What to produce
From the entries that follow, copy exactly the lines beginning at the line holding "Target: pedestrian on bridge" and continuing through the line holding "Format sample: [147, 160]".

--- Given records Enclosed Below ---

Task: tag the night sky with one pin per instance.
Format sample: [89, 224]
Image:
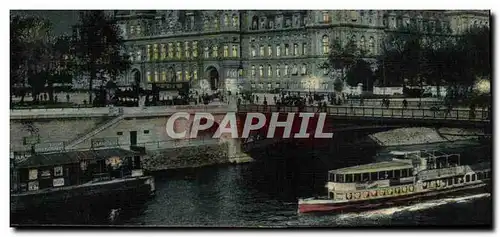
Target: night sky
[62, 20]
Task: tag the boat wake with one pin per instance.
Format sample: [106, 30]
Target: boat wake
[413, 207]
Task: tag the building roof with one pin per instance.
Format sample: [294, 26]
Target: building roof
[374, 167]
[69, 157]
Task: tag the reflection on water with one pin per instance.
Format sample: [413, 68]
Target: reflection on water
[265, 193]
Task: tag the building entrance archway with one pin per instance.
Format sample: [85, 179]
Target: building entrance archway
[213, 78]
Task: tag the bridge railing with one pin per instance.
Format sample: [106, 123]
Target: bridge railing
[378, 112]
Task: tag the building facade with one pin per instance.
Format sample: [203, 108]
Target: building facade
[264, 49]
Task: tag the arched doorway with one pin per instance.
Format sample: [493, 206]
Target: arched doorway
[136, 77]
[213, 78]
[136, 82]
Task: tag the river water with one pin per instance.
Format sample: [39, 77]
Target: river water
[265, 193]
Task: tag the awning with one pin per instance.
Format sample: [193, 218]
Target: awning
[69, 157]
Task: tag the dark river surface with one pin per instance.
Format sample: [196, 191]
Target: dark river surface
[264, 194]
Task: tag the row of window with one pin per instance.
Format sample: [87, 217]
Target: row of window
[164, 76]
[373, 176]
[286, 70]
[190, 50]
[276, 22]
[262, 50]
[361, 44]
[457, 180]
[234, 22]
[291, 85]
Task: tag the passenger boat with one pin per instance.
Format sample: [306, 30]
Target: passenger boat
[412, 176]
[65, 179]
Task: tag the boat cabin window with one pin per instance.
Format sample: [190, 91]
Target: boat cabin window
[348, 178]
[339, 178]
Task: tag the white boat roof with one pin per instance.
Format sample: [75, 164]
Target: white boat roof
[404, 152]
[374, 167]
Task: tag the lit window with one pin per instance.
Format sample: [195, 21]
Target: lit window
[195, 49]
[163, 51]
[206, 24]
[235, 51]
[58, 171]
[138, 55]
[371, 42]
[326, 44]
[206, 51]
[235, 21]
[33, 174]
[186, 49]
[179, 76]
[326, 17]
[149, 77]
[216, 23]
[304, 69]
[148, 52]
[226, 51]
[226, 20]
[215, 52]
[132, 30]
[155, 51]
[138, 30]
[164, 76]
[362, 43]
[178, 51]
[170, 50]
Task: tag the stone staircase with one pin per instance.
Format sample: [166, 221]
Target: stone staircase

--- End of Enclosed Given records ---
--- Given records Enclosed Below ---

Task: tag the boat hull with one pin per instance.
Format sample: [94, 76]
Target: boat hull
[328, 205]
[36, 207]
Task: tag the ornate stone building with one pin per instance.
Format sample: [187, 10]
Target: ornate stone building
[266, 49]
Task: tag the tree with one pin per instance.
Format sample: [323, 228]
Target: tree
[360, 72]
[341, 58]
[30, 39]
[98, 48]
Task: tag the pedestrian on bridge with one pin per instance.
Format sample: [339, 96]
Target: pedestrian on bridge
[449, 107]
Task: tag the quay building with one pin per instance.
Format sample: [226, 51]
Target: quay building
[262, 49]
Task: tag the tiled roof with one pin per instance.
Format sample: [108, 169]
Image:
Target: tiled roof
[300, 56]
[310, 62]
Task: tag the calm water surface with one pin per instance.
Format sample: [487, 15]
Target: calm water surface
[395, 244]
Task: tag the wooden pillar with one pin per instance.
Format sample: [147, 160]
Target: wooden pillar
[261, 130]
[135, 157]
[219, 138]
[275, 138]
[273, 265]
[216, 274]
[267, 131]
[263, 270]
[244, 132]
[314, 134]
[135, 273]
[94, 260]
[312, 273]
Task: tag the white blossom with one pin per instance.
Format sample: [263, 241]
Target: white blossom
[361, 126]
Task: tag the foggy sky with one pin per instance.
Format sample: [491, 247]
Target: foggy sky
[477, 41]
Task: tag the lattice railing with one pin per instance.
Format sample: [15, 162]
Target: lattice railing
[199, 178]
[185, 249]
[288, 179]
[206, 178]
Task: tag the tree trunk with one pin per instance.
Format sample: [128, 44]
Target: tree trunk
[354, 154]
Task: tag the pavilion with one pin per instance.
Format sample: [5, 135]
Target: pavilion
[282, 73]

--- End of Enclosed Given records ---

Response area
Target: pedestrian on bridge
[449, 107]
Task: tag the quay building with one pin per instance.
Format sample: [226, 51]
Target: quay building
[262, 49]
Task: tag the tiled roof with one pin per instance.
Format sample: [108, 169]
Image:
Target: tiled roof
[300, 56]
[310, 62]
Task: tag the calm water surface with one pin per instance.
Format sample: [487, 15]
Target: calm water surface
[395, 244]
Task: tag the wooden pillar with one pin per instance.
Format sample: [147, 160]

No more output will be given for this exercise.